Exercise requirements —
Filter the material below down to the lines containing the word "instance".

Task input —
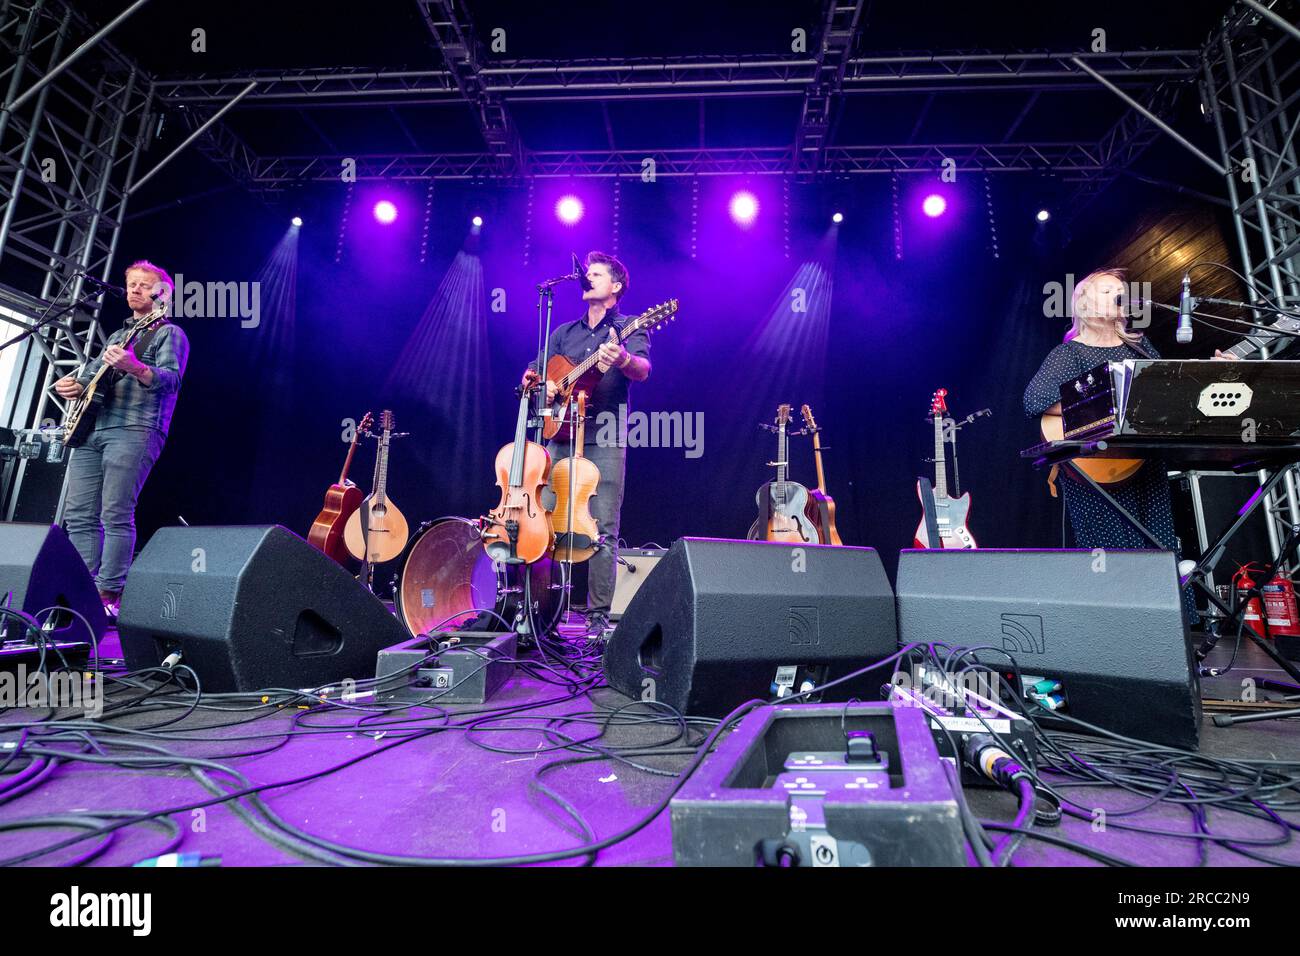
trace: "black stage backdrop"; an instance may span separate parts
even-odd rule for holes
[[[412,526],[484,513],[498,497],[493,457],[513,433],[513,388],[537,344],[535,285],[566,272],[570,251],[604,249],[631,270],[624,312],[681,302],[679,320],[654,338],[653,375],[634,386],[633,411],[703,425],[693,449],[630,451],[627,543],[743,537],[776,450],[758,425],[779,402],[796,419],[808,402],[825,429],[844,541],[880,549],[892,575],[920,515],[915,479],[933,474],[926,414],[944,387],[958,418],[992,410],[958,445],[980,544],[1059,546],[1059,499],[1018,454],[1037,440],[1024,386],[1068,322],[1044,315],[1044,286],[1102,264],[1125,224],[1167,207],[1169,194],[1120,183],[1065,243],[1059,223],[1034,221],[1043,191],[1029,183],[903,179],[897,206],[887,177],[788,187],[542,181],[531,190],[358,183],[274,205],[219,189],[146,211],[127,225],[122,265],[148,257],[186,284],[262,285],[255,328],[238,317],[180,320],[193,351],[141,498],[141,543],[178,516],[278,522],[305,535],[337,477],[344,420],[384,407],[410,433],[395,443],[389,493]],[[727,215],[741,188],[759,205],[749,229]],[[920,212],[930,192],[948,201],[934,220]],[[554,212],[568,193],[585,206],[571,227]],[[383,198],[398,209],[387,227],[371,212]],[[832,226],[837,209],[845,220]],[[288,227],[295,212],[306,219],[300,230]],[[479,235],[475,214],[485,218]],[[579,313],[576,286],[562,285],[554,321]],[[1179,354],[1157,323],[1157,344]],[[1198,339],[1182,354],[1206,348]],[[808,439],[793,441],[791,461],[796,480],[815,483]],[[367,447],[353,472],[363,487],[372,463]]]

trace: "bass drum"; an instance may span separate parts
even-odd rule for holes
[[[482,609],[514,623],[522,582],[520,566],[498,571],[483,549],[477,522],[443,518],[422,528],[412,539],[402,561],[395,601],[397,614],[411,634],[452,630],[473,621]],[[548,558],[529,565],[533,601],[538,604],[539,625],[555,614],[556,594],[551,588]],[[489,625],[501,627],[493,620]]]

Answer to the problem —
trace: "black stage backdrop"; an instance may span separate parts
trace: "bass drum"; an instance may span separate parts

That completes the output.